● **WHAT YOU SHOULD DO**:
Begin with the line that contains "Could you point out the plastic" and transcribe each line after it, up to and including the last line of the listing below.

[Lines of data]

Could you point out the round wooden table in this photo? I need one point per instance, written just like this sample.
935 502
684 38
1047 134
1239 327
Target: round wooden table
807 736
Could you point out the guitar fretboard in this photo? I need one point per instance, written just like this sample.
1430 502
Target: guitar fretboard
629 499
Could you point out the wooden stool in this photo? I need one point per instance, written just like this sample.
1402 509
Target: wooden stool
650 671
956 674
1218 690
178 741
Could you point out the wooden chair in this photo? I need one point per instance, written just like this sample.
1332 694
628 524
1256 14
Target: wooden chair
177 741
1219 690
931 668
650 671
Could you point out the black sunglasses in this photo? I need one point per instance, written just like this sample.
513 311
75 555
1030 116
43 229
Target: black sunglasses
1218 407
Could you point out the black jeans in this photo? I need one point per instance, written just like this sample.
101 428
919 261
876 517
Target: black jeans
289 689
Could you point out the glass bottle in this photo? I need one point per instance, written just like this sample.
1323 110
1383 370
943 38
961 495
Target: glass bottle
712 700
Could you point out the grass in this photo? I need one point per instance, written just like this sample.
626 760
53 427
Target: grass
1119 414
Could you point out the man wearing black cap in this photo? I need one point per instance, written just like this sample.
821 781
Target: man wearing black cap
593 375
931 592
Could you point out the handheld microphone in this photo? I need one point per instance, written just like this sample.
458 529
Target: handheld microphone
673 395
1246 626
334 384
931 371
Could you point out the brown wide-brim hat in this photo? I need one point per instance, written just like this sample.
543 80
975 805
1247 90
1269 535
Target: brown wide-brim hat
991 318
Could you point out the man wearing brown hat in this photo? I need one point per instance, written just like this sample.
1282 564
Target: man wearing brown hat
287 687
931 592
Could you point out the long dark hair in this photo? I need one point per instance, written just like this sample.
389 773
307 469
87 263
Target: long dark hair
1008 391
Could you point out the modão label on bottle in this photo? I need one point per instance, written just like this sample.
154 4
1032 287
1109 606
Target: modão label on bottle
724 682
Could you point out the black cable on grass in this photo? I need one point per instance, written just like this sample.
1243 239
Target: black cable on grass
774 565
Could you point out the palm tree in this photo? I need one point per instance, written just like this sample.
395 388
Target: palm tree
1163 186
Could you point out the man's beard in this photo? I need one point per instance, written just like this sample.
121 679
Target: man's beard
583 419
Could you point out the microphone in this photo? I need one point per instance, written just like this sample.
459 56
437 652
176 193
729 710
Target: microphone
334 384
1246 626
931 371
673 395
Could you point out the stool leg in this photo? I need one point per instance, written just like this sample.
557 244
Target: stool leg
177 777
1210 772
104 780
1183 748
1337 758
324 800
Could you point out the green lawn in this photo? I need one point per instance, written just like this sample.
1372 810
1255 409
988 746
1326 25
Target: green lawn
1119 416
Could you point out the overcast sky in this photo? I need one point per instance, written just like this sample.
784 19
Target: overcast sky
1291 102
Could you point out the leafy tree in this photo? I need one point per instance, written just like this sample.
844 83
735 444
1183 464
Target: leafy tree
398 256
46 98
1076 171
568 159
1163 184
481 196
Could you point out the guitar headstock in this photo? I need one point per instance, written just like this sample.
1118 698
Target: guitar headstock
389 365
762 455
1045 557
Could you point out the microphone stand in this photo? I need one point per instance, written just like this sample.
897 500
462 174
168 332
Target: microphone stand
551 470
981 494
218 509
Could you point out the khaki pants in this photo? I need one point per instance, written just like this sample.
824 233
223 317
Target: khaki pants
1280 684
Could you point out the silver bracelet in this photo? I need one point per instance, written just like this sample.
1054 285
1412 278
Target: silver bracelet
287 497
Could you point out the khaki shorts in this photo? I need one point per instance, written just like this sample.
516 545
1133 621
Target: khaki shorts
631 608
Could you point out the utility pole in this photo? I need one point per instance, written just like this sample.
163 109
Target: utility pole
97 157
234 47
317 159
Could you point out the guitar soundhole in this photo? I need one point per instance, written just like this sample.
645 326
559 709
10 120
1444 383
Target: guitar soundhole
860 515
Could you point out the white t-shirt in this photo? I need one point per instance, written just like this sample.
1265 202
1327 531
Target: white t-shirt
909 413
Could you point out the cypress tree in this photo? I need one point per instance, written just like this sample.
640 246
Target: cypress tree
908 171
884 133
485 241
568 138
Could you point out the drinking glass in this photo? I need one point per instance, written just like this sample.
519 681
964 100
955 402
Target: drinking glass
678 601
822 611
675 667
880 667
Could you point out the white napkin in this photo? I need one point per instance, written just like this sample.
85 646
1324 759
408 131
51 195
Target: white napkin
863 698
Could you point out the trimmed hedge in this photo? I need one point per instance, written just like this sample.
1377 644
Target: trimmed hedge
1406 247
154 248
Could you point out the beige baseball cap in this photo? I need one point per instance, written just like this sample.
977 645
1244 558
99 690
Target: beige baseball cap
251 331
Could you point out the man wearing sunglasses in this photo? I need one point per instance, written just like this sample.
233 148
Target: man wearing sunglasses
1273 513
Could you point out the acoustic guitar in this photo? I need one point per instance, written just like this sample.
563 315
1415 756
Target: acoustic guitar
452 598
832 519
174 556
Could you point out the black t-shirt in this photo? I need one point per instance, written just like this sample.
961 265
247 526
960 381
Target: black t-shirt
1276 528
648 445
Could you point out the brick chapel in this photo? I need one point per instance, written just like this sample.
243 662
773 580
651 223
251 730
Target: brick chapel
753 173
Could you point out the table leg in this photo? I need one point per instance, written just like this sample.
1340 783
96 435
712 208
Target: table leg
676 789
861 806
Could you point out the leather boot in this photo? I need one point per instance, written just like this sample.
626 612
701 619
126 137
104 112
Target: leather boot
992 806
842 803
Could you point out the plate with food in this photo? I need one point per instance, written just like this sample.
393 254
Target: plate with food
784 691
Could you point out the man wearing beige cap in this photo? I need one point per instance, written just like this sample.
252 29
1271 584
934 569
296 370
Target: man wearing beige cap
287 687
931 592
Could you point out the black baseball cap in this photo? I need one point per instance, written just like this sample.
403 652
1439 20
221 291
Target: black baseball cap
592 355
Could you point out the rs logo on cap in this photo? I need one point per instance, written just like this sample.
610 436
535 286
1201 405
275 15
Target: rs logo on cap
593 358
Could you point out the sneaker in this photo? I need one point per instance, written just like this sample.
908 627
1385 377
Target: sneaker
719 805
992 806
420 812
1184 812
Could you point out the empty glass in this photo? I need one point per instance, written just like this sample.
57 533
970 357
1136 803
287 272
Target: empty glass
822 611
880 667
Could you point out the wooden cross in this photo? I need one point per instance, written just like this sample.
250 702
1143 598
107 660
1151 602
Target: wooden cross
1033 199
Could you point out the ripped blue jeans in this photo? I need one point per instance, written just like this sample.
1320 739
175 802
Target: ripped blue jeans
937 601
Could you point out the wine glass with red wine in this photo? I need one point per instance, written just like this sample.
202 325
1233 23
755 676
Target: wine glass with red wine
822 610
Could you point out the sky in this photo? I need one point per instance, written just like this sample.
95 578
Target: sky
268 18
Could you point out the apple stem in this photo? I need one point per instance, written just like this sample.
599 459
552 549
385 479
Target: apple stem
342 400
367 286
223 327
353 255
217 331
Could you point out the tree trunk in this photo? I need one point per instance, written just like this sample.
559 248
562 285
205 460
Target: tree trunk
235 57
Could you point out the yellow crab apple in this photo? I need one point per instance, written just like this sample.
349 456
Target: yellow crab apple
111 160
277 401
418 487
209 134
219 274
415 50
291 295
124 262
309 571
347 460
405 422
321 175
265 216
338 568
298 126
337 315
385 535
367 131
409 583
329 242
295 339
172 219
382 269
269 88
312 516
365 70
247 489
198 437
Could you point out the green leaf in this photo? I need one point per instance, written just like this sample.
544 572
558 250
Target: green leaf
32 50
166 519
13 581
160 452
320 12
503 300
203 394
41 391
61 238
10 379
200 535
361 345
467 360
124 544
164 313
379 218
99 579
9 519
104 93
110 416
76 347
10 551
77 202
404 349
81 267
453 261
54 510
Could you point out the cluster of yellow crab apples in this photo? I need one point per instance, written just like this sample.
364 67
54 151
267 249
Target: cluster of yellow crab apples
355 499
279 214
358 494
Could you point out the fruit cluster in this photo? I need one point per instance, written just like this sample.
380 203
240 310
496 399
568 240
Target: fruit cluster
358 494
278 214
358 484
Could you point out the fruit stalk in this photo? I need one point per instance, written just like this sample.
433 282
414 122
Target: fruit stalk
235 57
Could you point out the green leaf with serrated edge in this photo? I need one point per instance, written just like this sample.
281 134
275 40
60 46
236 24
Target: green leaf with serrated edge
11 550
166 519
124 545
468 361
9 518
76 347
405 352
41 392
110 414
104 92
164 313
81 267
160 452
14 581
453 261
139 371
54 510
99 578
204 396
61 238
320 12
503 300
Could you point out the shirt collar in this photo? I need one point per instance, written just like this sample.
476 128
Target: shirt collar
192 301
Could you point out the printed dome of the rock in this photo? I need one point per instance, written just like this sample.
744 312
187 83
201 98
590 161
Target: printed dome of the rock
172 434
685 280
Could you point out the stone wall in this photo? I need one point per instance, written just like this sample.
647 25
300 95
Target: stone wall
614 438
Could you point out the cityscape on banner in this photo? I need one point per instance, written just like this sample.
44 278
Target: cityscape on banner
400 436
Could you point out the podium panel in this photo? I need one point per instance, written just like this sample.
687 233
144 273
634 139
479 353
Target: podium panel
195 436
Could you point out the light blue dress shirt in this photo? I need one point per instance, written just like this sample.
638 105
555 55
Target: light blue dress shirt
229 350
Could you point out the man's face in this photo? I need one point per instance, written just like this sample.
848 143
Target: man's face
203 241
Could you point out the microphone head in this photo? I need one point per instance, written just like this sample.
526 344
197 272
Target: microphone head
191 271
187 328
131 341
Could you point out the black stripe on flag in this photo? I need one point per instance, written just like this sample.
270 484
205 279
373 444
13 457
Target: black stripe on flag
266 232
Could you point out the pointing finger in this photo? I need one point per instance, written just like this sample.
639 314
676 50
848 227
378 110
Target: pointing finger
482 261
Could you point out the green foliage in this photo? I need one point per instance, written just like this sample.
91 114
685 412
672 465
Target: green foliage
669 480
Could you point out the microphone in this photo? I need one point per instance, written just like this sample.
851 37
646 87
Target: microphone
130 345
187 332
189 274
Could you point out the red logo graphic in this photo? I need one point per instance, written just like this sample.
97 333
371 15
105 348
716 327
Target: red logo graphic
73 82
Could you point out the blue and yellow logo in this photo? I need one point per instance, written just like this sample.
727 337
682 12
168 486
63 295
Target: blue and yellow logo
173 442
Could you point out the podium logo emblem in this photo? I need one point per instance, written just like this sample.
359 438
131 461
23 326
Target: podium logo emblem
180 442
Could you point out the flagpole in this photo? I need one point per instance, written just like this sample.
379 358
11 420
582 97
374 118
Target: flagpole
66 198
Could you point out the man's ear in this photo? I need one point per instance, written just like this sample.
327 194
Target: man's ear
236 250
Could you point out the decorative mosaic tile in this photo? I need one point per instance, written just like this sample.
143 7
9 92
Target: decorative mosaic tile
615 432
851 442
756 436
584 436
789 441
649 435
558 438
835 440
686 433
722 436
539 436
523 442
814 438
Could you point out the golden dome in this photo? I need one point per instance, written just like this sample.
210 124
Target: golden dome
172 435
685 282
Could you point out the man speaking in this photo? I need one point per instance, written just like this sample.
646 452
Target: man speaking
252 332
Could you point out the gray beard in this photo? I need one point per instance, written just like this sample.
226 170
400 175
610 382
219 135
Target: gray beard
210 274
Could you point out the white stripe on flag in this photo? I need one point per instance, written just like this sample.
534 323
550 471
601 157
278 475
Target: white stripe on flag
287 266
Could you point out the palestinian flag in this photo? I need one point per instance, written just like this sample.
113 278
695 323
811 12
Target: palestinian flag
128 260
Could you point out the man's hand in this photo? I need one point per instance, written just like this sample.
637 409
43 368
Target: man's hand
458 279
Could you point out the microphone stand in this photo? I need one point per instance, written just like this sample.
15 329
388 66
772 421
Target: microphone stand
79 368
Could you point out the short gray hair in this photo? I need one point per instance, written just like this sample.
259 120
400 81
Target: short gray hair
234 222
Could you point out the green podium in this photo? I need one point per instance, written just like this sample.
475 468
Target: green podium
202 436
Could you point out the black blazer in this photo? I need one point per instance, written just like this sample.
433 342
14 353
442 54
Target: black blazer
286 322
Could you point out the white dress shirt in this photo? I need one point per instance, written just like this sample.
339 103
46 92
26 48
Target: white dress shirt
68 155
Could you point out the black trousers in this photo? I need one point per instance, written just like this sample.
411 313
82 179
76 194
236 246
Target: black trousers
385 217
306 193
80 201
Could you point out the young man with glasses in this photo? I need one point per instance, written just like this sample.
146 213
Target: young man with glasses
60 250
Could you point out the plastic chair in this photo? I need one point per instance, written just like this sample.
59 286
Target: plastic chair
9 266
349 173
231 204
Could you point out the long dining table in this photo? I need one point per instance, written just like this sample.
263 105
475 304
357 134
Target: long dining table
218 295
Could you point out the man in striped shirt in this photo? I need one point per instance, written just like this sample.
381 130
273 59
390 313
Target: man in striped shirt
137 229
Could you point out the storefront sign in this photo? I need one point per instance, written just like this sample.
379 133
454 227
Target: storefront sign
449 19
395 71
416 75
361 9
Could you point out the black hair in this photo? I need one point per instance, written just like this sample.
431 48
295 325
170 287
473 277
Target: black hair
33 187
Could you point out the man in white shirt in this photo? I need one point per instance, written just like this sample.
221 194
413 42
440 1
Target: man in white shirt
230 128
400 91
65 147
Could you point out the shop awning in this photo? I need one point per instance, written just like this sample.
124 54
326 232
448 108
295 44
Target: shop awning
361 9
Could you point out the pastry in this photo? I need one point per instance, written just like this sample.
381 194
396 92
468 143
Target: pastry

● **TASK RESULT**:
Could you point out the plastic chair in this photo? I need one point per instance, written just like this sample.
59 286
Target: plastic chair
9 266
349 173
231 204
Could you point out the long dining table in this photo? I need one point per instance, written just like this sample.
263 105
475 304
357 134
Target: long dining table
218 295
Could you point out the man in striped shirt in this photo? I need one point per instance, written just like this sample.
381 130
273 59
390 313
Target: man in striped shirt
137 229
Could you point out the storefront sign in this photo? I need one point per instance, written just like this sample.
379 133
454 227
Target: storefront sign
449 19
395 71
416 75
361 9
Could you point out the black hair in this photo? I need one point per instance, written just like this sample.
431 48
295 325
170 287
473 277
Target: black hair
33 187
Could you point out the man in white shirt in this photo? I need one point per instance, written just like this sample.
221 194
413 42
440 1
Target: man in white shirt
230 128
400 91
65 147
Could you point out the shop awning in this photo? I need one point per instance, written just like this sample.
124 54
326 232
448 108
295 44
Target: shop awning
361 9
Could you point out the pastry in this photo? I need one point per instance, written just like this sample.
381 194
396 92
468 143
Target: pastry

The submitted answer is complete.